**REQUIREMENT:**
Locate each line in the data below that contains the word "main", and copy every such line. Case counts.
** Begin RECORDS FOR THE TASK **
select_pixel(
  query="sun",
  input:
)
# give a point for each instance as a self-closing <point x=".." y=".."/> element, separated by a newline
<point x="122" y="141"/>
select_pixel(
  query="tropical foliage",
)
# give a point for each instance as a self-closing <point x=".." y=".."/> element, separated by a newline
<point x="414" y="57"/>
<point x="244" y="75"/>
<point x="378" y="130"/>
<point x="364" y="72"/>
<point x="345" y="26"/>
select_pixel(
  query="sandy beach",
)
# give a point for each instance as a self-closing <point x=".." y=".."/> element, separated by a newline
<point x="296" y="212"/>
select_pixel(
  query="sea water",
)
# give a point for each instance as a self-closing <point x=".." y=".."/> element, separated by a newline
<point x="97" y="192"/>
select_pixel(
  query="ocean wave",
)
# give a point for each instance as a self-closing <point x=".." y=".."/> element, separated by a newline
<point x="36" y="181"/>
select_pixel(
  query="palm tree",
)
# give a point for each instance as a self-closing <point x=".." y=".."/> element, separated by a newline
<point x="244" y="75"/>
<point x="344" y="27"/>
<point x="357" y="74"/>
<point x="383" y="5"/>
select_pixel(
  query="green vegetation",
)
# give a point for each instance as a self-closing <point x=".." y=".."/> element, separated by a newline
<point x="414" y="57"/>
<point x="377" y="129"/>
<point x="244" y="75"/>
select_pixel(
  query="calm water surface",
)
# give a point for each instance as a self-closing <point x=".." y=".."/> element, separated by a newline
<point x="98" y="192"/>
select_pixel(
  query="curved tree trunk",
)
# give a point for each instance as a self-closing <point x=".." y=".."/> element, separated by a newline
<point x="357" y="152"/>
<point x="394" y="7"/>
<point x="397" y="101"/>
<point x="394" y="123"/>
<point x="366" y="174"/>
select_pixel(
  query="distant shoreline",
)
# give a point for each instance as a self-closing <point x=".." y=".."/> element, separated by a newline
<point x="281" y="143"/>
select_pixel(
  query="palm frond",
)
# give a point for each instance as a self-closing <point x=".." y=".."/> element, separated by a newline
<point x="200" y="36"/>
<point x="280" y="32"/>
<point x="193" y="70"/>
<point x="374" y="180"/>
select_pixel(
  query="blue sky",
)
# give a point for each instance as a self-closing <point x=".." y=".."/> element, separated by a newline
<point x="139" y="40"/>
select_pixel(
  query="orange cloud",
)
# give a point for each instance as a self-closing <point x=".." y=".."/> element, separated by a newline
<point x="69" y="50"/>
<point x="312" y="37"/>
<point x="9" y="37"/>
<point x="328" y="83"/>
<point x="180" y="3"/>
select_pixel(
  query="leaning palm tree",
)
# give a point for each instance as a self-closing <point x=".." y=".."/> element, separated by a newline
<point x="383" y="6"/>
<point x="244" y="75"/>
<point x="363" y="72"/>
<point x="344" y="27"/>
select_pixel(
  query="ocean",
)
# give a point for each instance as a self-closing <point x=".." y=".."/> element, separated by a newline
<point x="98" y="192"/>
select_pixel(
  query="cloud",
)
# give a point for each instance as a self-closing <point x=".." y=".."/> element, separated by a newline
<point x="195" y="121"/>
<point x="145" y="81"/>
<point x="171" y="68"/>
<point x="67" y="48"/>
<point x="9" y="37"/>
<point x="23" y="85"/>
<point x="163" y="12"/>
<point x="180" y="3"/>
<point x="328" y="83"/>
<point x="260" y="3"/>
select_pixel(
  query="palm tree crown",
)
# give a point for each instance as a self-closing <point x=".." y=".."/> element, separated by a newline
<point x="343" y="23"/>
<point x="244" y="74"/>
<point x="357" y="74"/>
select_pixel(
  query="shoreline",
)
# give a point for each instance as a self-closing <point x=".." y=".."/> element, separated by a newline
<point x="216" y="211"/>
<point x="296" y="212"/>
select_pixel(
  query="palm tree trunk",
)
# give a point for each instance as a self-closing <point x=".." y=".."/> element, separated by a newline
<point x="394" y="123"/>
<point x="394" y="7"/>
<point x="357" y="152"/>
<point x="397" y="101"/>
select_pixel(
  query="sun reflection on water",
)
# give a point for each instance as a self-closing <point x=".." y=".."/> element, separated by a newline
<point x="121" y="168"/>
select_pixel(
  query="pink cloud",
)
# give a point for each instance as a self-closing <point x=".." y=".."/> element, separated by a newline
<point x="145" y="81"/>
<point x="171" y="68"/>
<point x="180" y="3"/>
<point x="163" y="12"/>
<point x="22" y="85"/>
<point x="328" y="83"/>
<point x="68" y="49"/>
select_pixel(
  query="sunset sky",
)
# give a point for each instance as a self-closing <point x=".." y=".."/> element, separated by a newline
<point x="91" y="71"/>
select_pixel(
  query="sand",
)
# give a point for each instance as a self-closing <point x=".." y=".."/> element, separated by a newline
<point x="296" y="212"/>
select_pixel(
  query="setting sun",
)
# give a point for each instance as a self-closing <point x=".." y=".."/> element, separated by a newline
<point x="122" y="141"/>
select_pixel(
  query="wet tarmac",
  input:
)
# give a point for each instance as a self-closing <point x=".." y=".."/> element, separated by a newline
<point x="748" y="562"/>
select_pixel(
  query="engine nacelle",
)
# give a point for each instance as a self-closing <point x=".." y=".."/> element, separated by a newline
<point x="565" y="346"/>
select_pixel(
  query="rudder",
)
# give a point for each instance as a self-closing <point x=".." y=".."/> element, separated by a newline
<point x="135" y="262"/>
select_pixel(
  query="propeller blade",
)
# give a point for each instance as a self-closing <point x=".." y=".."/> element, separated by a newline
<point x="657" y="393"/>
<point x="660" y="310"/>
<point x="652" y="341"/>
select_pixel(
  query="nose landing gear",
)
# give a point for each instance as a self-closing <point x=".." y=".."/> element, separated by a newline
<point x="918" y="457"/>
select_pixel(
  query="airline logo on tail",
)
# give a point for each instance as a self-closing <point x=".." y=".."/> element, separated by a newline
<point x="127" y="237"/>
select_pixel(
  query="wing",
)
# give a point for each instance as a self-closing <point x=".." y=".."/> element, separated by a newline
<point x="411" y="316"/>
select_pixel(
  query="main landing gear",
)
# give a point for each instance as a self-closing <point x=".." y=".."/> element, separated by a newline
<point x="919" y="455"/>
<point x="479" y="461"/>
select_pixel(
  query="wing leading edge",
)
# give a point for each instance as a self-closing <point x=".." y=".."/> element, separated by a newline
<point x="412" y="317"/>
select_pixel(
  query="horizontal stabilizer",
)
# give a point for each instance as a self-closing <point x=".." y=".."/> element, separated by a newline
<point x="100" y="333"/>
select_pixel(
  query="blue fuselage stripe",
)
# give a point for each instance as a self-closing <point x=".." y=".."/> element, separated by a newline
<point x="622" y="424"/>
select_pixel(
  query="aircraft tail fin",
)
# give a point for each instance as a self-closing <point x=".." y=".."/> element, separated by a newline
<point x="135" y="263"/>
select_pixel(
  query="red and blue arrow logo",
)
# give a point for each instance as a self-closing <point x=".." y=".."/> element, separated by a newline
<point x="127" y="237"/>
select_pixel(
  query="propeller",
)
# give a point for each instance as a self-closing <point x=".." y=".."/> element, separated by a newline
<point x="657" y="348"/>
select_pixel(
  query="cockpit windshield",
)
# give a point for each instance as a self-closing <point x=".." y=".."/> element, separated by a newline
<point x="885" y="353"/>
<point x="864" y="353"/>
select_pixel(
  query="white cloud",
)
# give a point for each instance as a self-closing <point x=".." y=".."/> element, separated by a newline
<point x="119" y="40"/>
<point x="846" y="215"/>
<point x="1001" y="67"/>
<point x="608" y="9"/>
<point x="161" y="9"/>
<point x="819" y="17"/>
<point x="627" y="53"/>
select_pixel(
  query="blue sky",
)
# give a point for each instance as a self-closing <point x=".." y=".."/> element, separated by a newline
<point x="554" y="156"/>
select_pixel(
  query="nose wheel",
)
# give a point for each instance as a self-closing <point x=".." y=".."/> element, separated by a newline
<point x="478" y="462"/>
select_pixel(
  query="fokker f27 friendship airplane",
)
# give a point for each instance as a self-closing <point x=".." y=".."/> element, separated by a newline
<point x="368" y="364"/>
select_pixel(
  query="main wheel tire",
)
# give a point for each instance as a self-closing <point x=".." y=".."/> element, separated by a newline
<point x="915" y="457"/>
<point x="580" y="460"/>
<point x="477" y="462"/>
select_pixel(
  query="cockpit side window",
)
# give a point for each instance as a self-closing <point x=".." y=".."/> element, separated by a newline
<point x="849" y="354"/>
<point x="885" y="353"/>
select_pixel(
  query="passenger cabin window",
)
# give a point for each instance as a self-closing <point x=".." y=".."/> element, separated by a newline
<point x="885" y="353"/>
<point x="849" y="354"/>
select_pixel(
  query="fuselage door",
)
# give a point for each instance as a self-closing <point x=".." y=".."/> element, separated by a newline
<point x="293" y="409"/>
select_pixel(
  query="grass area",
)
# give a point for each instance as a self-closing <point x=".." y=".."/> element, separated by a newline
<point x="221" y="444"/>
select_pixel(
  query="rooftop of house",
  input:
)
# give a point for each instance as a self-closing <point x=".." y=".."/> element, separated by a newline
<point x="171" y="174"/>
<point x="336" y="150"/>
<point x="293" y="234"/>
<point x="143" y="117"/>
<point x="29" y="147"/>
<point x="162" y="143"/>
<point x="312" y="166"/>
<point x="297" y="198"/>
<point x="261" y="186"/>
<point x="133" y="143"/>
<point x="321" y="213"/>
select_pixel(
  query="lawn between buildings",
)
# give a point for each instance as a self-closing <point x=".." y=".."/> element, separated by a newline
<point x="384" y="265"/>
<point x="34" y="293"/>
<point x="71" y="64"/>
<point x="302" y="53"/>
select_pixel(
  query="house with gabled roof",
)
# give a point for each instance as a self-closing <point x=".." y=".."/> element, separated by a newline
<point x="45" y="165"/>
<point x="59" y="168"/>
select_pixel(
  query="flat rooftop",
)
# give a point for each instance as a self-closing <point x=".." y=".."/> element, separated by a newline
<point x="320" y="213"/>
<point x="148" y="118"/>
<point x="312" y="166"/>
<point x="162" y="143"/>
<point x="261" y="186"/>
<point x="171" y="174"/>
** End RECORDS FOR THE TASK **
**EXERCISE SOLUTION:**
  query="main landing gear",
  query="main wheel tire",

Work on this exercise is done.